FILE PHOTO – Trade ministers and delegates from the remaining members of the Trans Pacific Partnership (TPP) attend the TPP Ministerial Meeting during the APEC 2017 in Da Nang, Vietnam November 9, 2017. REUTERS/Na Son Nguyen/Pool
March 8, 2018
By Dave Sherwood
SANTIAGO (Reuters) – Eleven countries are expected to sign a landmark Asia-Pacific trade agreement in Santiago on Thursday as an antidote to the increasingly protectionist bent of the United States, which pulled out of the pact last year.
The signing ceremony comes the day after Europe and the International Monetary Fund urged U.S. President Donald Trump to step back from the brink of a trade war focused on steel and aluminum imports.
The Comprehensive and Progressive Agreement for Trans-Pacific Partnership (CPTPP) will reduce tariffs in countries that together amount to more than 13 percent of the global economy – a total of $10 trillion. With the United States, it would have represented 40 percent.
Even without the United States, the deal will span a market of nearly 500 million people, making it one of the globe’s three largest trade agreements, according to Chilean and Canadian trade statistics.
The original 12-member agreement, known as the Trans-Pacific Partnership (TPP), was thrown into limbo early last year when Trump withdrew from the deal just three days after his inauguration in a bid to protect U.S. jobs.
The 11 remaining nations, led by Japan and Canada, finalized a revised trade pact in January. It will enter force when at least six member nations have completed domestic procedures to ratify the agreement.
The revised TPP agreement, to be signed at 3 p.m. (1800 GMT) Thursday, eliminates some requirements of the original TPP demanded by U.S. negotiators. Those include rules ramping up intellectual property protection of pharmaceuticals, which governments and activists of other member nations worried would raise the costs of medicine.
The final version of the agreement was released in New Zealand on Feb. 21. The member countries are Australia, Brunei, Canada, Chile, Japan, Malaysia, Mexico, New Zealand, Peru, Singapore and Vietnam.
In January, Trump, who also has threatened to dump the North American Free Trade Agreement, told the World Economic Forum in Switzerland that it was possible Washington might return to the TPP pact if it got a better deal. However, New Zealand’s trade minister said that was unlikely in the near term, while Japan has said altering the agreement now would be very difficult.
Trump promised on Thursday to show flexibility and cooperation towards “real friends” as he prepared to propose import tariffs on steel and aluminum.

Entries provided:
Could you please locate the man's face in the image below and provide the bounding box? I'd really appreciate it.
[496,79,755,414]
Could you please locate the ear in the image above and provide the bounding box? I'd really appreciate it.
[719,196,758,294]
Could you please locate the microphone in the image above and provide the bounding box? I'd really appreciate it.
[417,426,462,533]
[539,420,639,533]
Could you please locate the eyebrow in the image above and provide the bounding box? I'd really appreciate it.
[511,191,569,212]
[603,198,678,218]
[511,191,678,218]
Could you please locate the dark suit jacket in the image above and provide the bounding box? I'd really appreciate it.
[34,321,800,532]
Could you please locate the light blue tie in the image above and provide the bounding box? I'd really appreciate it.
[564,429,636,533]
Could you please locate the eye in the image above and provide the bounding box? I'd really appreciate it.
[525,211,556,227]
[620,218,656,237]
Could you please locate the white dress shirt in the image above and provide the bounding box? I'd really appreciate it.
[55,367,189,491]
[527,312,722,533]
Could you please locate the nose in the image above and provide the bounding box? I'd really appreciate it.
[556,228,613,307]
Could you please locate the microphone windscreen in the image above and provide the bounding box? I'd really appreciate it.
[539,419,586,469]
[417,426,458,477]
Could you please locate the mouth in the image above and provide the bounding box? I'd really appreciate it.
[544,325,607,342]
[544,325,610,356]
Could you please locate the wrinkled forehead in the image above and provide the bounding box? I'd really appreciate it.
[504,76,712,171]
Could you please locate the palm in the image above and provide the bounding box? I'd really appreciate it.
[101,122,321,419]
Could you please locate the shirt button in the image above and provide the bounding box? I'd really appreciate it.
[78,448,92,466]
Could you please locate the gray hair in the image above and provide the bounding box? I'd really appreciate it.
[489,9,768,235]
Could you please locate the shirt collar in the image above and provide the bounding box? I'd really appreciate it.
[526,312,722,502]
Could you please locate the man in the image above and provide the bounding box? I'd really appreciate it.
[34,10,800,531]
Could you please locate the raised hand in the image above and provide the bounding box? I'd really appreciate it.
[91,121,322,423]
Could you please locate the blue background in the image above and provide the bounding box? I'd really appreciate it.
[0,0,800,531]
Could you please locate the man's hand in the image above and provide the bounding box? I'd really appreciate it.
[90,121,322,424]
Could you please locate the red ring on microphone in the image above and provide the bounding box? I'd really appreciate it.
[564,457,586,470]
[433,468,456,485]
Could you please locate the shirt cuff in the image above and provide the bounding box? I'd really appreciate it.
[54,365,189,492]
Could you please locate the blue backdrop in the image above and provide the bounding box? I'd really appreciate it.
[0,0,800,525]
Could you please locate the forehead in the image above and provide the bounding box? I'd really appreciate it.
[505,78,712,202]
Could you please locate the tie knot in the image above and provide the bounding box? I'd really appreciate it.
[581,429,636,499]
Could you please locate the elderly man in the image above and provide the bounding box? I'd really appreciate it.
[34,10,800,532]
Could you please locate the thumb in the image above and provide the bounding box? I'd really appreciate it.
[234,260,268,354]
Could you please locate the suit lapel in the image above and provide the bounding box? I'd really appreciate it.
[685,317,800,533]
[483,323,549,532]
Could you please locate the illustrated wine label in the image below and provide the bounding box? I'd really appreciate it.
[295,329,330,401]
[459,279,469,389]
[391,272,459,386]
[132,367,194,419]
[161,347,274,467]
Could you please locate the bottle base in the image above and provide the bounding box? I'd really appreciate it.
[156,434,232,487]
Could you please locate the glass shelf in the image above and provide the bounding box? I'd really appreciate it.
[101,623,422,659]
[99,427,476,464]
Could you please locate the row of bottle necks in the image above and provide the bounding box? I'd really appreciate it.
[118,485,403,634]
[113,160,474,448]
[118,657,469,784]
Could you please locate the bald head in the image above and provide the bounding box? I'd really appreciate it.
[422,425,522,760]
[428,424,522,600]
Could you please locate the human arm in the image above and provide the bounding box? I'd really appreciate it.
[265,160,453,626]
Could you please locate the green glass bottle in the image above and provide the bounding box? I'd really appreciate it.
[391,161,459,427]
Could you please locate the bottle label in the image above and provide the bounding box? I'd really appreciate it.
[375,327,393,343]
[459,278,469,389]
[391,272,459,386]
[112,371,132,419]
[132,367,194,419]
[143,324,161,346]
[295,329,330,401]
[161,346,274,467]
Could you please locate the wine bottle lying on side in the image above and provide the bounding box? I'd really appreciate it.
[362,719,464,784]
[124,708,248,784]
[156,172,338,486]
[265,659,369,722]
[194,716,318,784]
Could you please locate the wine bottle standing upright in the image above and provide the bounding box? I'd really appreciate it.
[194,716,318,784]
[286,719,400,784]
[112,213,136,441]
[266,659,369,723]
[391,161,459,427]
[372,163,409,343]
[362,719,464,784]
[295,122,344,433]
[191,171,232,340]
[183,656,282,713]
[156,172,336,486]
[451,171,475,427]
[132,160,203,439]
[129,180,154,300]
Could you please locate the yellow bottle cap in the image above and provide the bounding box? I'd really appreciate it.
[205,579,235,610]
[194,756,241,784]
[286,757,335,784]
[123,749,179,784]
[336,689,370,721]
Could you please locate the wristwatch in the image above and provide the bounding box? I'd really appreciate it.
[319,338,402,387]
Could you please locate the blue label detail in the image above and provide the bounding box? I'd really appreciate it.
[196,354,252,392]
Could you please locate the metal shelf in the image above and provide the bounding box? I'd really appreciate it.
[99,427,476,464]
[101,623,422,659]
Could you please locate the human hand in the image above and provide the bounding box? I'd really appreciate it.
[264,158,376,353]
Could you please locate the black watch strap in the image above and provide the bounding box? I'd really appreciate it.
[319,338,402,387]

Questions:
1. Answer these questions from the trade pact article:
(a) Without the United States, about how many people will the deal's market span?
(b) Where and on what date was the final version of the agreement released?
(c) How many member nations must complete domestic ratification procedures before the agreement enters force?
2. Please copy the trade pact article word for word from "The 11 remaining" to "Singapore and Vietnam.".

Your written answers:
1.
(a) Nearly 500 million people.
(b) In New Zealand, on Feb. 21.
(c) At least six.

2.
The 11 remaining nations, led by Japan and Canada, finalized a revised trade pact in January. It will enter force when at least six member nations have completed domestic procedures to ratify the agreement.
The revised TPP agreement, to be signed at 3 p.m. (1800 GMT) Thursday, eliminates some requirements of the original TPP demanded by U.S. negotiators. Those include rules ramping up intellectual property protection of pharmaceuticals, which governments and activists of other member nations worried would raise the costs of medicine.
The final version of the agreement was released in New Zealand on Feb. 21. The member countries are Australia, Brunei, Canada, Chile, Japan, Malaysia, Mexico, New Zealand, Peru, Singapore and Vietnam.